WORK TASK: Lines from the material below that hold the string "after" are what is needed; copy each of them.

□ □ □ □

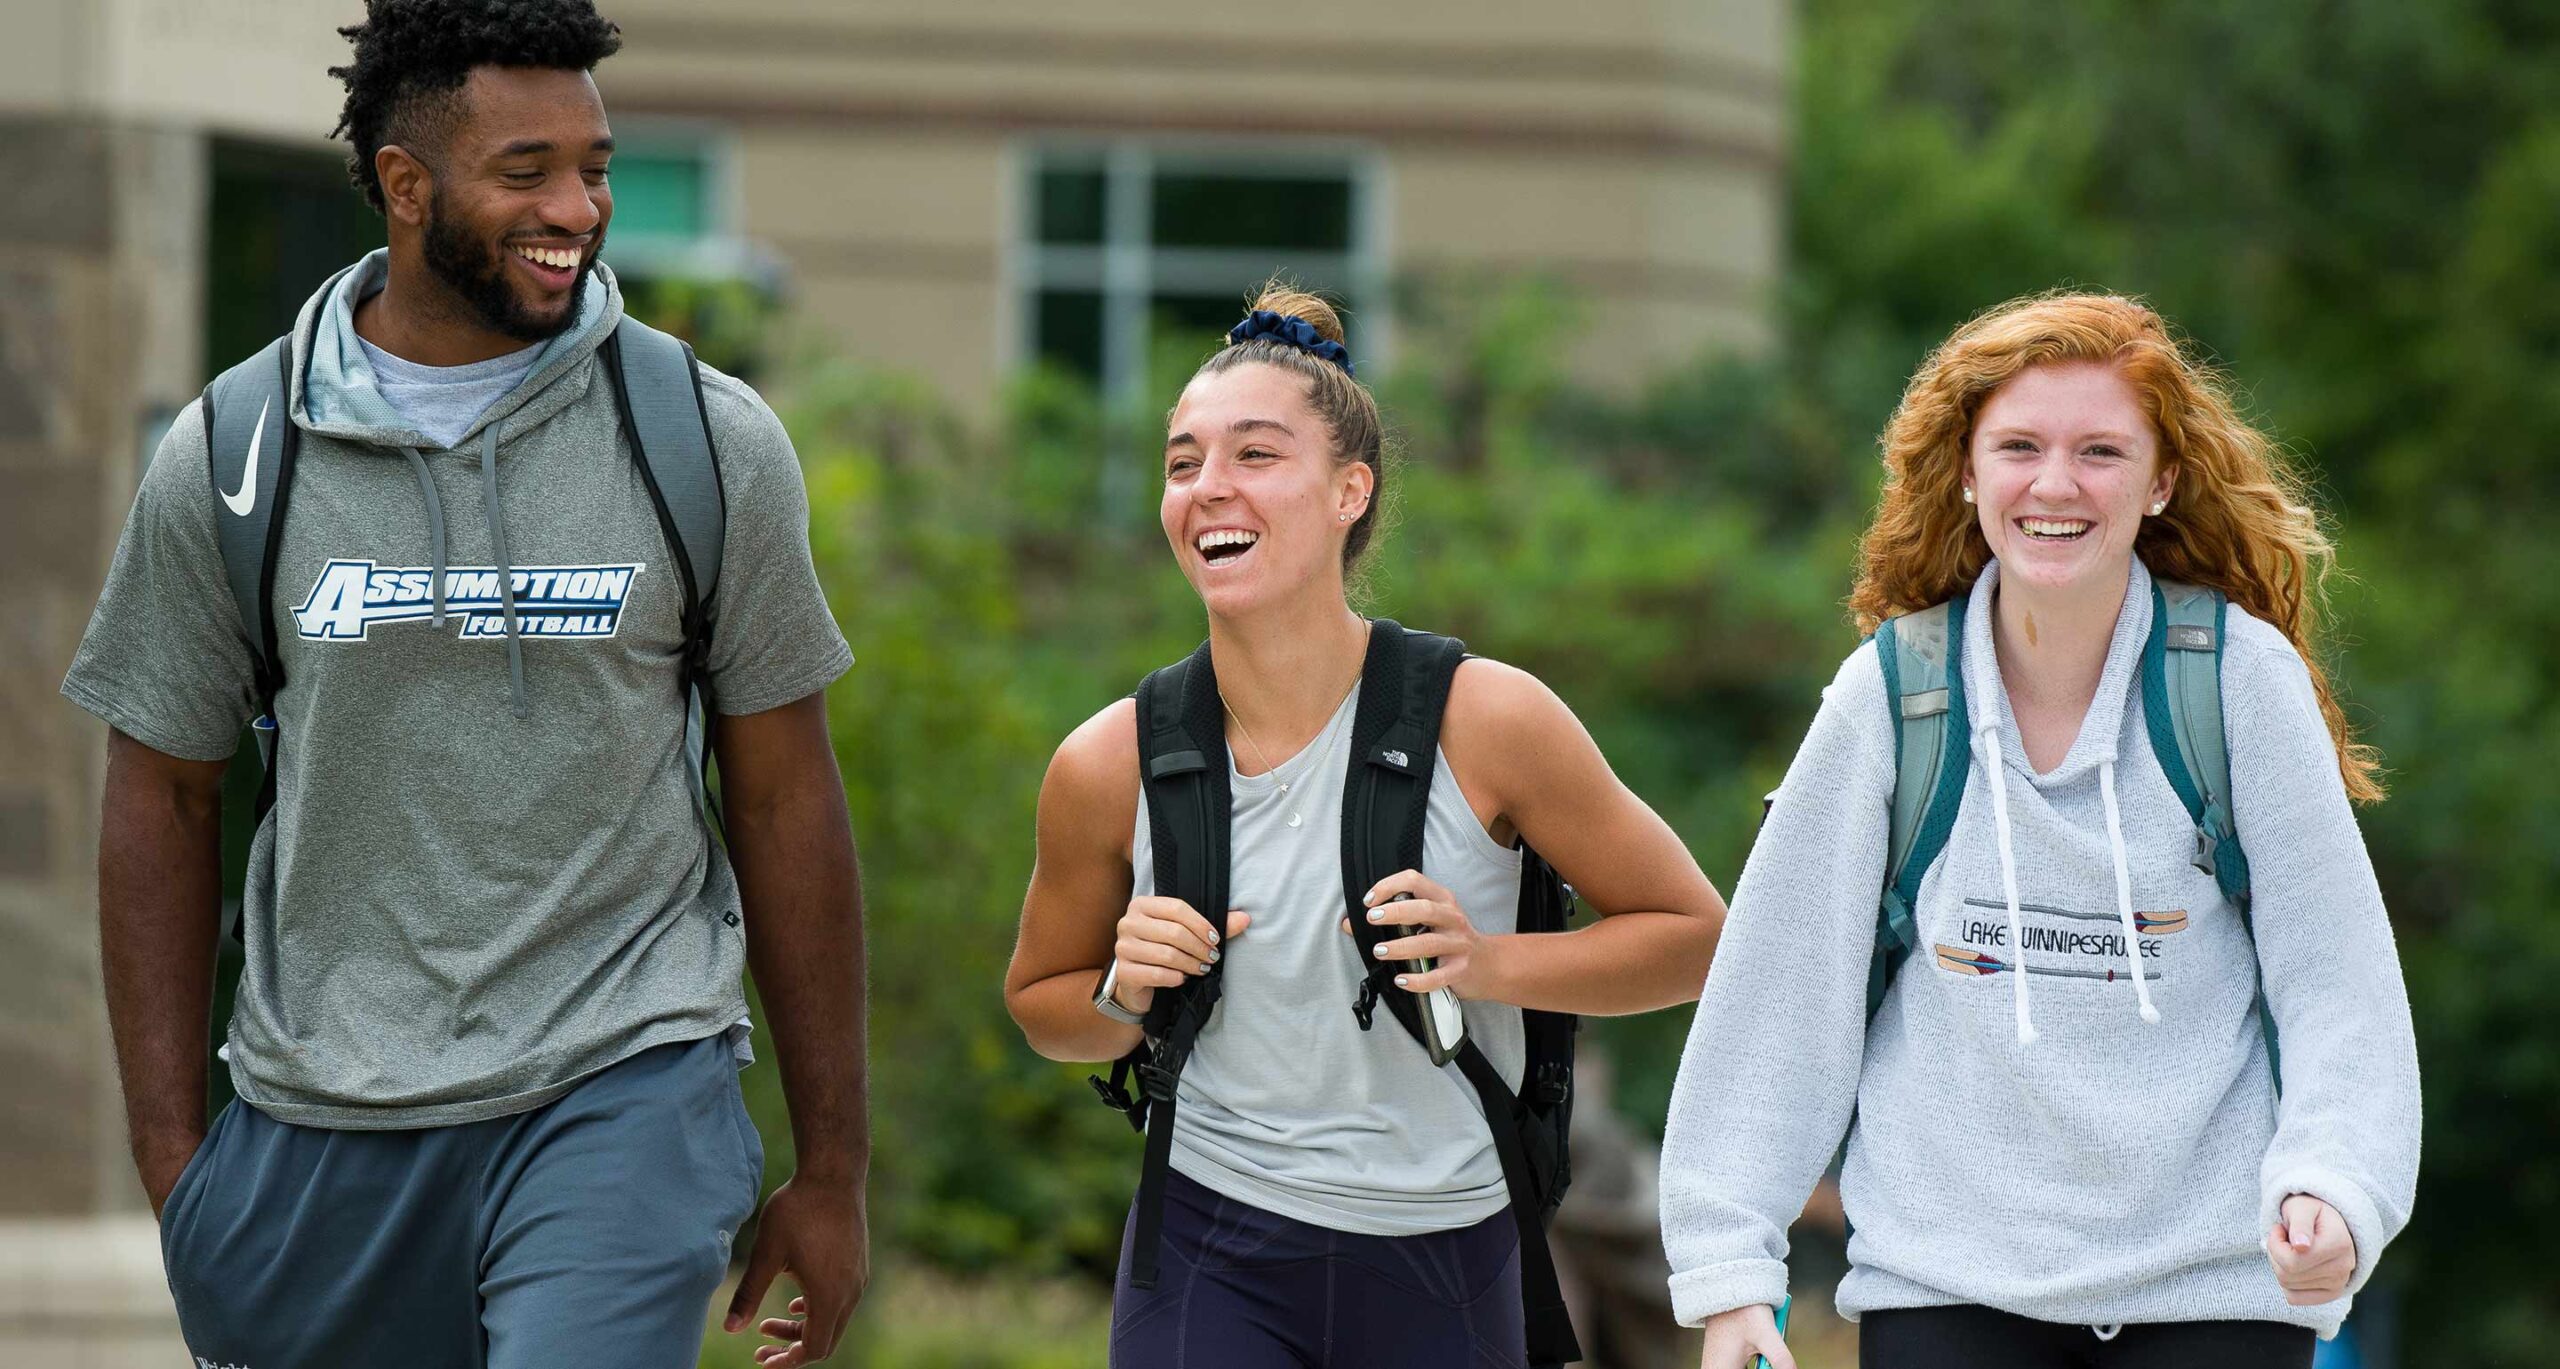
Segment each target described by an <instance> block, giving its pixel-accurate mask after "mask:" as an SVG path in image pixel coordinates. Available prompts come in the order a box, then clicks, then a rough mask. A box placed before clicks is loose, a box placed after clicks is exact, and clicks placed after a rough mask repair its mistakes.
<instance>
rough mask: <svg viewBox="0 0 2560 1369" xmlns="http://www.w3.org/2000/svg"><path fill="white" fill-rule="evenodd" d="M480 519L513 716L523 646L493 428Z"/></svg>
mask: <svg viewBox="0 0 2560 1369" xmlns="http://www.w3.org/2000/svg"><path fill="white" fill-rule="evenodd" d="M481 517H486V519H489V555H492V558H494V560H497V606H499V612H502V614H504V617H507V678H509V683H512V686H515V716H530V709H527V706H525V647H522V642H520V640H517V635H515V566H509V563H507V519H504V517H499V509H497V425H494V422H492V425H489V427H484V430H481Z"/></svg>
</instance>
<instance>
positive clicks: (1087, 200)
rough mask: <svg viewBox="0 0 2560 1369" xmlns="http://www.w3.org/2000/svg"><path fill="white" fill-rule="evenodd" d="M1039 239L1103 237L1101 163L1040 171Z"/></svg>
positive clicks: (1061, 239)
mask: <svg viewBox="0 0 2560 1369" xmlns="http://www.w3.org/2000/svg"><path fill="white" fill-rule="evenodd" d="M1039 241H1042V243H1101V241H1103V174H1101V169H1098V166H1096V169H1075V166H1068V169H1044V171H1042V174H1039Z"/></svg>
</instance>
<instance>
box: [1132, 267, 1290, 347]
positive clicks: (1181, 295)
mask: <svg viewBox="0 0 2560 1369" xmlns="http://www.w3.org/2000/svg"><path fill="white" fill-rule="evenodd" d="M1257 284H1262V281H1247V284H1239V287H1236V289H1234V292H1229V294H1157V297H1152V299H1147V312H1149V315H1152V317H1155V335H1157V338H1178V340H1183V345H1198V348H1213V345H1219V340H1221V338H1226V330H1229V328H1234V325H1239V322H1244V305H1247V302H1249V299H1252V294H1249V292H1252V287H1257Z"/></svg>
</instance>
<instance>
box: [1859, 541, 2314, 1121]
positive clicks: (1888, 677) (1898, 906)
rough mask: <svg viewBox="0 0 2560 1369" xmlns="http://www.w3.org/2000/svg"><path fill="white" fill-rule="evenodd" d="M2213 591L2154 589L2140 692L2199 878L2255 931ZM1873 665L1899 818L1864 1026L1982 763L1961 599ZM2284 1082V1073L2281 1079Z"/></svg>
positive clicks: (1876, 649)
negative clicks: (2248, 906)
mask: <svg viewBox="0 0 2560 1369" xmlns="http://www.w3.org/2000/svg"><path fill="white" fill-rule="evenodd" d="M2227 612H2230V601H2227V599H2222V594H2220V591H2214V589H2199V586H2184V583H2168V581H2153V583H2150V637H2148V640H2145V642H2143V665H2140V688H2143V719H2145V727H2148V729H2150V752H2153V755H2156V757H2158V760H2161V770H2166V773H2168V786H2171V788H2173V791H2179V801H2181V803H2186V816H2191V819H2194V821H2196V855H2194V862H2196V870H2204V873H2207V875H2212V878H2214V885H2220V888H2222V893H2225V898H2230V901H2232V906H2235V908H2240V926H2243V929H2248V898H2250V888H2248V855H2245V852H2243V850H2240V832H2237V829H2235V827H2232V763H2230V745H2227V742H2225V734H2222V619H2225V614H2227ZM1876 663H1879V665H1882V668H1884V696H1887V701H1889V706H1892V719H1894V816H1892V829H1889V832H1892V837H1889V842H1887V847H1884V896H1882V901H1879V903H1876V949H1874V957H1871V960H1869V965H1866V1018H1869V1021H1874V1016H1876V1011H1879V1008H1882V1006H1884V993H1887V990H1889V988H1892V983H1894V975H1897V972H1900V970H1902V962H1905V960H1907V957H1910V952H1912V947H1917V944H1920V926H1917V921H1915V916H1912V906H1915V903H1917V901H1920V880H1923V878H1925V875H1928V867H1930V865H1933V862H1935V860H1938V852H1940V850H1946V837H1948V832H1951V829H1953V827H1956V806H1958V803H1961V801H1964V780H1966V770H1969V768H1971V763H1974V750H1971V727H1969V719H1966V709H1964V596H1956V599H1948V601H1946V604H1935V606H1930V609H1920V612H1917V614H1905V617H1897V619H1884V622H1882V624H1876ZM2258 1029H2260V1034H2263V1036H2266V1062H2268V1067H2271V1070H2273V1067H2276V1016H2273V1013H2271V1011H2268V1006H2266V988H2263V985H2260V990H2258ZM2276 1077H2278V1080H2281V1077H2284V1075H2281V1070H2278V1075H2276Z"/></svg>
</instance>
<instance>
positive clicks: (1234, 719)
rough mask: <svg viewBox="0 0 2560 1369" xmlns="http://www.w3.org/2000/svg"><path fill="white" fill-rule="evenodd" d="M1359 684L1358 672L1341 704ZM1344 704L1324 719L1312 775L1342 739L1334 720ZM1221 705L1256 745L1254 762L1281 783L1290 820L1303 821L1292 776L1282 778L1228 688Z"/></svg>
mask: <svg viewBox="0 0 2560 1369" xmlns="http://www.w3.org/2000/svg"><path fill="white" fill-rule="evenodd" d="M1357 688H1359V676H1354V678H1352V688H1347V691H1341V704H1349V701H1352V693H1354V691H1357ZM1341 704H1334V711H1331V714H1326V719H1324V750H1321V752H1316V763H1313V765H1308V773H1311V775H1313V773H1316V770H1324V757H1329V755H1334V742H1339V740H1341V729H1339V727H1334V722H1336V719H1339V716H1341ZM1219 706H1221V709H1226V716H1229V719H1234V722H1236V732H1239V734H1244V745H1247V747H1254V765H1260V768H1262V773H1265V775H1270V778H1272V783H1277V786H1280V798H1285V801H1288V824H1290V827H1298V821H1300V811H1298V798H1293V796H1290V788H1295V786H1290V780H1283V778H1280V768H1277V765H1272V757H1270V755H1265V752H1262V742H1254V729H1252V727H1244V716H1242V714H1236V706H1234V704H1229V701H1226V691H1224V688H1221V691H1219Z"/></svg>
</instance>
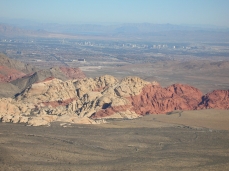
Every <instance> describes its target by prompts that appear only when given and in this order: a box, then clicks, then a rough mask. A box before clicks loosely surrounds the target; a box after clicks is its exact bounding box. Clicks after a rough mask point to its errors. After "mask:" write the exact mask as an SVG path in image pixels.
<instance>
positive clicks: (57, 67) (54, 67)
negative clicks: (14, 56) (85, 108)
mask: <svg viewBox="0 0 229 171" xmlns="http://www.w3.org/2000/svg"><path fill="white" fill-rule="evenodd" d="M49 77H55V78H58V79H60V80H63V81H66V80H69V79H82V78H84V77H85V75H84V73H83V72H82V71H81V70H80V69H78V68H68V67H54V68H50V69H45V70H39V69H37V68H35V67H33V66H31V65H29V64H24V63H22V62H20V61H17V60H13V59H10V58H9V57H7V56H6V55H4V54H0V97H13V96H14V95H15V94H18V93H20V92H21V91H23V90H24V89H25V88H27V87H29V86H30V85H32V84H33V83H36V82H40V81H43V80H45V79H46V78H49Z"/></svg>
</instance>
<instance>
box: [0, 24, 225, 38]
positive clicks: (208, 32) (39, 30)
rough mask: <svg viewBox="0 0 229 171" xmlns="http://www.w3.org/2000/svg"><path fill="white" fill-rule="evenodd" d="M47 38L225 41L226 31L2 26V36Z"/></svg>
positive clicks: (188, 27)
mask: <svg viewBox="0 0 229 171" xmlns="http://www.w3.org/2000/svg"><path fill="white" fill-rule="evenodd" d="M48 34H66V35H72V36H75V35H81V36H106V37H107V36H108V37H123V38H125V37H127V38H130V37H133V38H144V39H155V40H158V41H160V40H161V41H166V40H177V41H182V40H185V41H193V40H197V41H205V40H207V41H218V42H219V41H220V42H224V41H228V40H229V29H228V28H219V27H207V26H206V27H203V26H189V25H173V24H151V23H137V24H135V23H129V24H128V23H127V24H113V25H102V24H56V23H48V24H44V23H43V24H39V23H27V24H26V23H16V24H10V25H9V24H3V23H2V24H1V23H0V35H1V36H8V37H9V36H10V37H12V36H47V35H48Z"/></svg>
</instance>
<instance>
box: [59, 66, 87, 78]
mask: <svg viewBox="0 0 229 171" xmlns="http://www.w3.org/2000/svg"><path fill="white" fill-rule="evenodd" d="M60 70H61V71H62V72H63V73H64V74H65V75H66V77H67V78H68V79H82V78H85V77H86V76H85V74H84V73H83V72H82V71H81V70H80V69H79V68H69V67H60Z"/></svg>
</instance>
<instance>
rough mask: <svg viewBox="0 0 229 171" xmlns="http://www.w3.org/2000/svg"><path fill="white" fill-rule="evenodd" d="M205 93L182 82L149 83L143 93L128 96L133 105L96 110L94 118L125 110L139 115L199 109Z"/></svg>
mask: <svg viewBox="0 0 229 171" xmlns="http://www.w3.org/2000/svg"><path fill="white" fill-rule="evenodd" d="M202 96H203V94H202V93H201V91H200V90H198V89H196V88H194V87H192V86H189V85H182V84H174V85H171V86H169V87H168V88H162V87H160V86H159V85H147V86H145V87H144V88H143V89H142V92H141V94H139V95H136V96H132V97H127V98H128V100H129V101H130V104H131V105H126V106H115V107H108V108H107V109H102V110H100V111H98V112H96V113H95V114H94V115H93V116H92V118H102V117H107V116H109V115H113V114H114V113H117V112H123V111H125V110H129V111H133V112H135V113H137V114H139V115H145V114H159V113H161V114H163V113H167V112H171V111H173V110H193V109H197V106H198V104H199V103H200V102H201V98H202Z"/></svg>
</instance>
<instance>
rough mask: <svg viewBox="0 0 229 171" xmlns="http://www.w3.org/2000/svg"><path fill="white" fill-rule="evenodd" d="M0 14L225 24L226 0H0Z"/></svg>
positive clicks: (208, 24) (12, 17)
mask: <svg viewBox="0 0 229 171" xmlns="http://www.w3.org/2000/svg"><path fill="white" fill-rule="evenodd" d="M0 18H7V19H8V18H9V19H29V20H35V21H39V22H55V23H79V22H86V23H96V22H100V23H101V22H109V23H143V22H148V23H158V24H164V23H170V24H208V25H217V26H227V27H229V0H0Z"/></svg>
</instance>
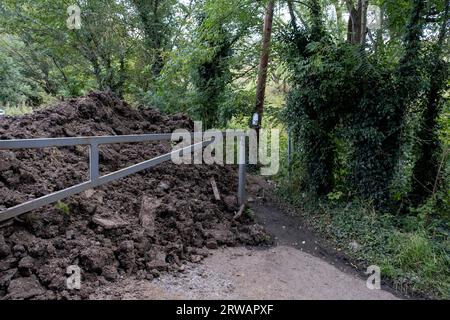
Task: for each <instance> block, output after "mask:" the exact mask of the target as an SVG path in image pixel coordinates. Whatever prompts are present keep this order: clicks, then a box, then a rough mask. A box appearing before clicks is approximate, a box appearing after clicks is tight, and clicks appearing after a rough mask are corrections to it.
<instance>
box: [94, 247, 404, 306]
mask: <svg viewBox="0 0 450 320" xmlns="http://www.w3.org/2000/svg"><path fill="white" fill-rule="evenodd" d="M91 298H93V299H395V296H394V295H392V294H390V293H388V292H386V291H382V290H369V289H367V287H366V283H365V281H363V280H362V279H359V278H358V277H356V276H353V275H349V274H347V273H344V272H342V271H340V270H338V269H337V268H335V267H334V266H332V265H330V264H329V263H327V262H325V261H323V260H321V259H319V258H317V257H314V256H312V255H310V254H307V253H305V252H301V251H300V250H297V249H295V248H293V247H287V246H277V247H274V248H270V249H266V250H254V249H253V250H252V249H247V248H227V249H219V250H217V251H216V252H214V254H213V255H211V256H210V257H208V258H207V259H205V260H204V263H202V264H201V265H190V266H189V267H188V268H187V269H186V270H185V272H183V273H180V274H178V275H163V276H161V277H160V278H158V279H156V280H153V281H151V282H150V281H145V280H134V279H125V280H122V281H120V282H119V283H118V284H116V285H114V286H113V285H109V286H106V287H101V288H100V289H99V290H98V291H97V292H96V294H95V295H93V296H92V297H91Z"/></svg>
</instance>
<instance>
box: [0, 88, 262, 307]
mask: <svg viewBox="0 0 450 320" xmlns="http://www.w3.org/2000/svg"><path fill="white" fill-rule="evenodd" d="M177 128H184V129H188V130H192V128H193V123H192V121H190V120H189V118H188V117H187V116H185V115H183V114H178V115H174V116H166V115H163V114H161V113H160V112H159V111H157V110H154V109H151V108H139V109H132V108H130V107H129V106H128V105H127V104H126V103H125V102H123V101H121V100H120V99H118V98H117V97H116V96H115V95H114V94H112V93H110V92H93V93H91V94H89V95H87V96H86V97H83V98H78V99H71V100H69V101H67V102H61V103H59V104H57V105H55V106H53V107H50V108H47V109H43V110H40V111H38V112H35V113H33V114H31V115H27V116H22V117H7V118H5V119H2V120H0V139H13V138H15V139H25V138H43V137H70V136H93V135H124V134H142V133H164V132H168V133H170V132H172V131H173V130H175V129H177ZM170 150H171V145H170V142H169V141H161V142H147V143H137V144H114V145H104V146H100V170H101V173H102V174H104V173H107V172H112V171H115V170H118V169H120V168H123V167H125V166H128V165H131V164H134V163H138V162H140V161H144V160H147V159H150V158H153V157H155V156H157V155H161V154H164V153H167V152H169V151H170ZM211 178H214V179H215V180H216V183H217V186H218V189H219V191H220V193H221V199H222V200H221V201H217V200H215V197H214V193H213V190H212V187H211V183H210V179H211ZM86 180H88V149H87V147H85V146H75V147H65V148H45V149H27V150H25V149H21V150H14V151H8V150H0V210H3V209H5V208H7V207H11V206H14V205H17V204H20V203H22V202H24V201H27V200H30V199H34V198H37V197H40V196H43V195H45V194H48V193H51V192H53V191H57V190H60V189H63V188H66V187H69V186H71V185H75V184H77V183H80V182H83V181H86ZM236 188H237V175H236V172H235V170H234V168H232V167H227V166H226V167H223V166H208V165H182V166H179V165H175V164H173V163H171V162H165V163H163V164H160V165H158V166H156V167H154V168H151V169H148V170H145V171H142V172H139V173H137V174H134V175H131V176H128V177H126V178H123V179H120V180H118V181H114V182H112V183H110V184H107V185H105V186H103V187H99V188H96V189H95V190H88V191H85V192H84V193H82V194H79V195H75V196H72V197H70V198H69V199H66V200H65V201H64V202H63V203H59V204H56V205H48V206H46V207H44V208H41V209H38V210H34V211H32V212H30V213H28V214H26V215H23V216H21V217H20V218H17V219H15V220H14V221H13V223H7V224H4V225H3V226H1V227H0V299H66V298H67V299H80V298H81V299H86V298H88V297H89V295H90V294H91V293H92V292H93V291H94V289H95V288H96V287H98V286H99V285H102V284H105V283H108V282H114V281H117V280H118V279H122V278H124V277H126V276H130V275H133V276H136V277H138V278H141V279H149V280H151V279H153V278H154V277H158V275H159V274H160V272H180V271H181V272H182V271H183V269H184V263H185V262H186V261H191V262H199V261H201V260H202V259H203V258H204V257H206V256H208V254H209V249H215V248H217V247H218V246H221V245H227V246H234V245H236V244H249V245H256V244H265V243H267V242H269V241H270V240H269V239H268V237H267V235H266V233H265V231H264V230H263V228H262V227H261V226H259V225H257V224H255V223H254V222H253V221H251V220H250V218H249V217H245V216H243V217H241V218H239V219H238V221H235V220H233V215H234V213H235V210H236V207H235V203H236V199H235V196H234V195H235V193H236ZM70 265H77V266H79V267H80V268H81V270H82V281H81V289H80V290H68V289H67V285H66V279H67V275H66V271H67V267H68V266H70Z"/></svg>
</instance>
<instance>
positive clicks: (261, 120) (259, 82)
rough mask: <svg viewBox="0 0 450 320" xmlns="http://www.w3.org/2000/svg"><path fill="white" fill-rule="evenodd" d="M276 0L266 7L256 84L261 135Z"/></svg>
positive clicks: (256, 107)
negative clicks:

□ □ □ □

ANSWER SPACE:
Segment each target described by an <instance> block, giving its pixel-accurate mask after "mask:" as an SVG path in image pixel coordinates. Available prompts come in the order a box, then clicks, then a rough mask. A box placed before clicks is loose, a box placed after clicks is exact, and clicks placed after a rough mask repair its mistakes.
Every <instance> describes its target by prompts that appear only when given and in this order: a box, then clicks, then a rough mask. A box before clicks loosely surrounds the target; a box after clicks is its exact bounding box. Clicks after a rough mask point to its errors. After "mask:" write the exact mask as an SVG path in image pixels.
Task: for each <instance> block, output after "mask:" the exact mask of the target as an SVG path in image pixel coordinates. Whatever prompts are present keep this order: clicks, then a box, then a rough mask. A box appearing before clicks is approximate, a box appearing after clicks is tight, and clicks appearing after a rough mask are corrections to it.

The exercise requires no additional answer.